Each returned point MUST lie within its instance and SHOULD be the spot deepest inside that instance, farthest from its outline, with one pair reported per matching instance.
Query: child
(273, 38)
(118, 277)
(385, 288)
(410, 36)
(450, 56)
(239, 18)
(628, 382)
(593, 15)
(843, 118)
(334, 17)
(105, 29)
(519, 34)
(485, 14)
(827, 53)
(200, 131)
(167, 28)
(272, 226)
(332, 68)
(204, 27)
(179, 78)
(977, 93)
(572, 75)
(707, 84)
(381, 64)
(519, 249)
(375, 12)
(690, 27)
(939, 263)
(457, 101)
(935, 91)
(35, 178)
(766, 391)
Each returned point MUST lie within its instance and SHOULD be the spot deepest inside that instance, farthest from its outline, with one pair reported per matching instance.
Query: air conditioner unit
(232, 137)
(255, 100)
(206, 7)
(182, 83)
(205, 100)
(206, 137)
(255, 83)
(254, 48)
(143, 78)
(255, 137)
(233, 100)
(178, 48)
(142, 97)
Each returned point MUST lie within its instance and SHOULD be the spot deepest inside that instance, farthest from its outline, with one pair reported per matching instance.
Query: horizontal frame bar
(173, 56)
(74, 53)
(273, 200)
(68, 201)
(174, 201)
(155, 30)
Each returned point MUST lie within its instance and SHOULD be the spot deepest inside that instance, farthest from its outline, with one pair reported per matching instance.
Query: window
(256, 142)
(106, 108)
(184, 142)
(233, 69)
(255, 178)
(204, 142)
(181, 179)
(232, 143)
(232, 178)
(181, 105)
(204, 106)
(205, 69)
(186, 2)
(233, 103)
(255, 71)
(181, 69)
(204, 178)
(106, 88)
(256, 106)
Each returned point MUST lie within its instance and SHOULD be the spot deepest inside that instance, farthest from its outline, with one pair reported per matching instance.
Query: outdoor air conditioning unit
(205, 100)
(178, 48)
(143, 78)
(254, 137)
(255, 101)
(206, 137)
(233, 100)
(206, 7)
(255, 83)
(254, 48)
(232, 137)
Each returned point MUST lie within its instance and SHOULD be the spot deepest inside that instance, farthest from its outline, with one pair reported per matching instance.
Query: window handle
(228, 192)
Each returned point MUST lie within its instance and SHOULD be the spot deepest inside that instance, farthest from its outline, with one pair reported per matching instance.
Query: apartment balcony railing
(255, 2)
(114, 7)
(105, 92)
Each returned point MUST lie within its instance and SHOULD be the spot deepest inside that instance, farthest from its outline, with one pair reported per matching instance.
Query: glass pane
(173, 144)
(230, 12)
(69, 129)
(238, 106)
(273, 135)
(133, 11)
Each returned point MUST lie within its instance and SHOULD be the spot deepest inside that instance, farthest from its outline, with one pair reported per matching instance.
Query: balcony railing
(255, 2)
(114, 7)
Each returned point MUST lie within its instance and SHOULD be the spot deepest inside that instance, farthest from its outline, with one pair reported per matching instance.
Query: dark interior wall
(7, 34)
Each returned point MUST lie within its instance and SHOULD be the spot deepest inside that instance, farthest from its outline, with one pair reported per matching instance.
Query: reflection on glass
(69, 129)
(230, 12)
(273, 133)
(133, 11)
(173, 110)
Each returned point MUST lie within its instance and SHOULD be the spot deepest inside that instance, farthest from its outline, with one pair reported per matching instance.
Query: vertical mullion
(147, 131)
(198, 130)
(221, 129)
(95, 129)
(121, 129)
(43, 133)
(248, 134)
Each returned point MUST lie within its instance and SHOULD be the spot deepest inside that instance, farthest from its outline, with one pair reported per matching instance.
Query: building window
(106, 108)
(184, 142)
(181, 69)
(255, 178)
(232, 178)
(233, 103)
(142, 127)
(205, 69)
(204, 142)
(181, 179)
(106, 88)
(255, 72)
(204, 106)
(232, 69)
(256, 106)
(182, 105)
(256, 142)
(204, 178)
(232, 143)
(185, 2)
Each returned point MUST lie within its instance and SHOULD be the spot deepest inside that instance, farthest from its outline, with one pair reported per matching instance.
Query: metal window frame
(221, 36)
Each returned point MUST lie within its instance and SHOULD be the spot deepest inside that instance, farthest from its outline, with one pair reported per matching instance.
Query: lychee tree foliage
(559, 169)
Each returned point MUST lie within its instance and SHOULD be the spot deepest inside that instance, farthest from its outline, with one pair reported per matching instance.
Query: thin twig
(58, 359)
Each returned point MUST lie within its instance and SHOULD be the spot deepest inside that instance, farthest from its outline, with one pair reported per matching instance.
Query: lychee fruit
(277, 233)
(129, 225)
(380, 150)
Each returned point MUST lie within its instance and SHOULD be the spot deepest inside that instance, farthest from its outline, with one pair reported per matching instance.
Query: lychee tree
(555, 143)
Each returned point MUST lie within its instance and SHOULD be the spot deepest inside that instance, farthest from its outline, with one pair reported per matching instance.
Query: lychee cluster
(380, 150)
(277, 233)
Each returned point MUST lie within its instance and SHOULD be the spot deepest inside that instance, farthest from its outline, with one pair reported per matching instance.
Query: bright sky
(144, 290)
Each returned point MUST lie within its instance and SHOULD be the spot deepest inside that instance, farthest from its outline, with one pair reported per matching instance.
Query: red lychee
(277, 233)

....................

EXERCISE — Count how many lines of the records contain the string "balcony", with case counting, and give only that number.

RESPONSE BELOW — 2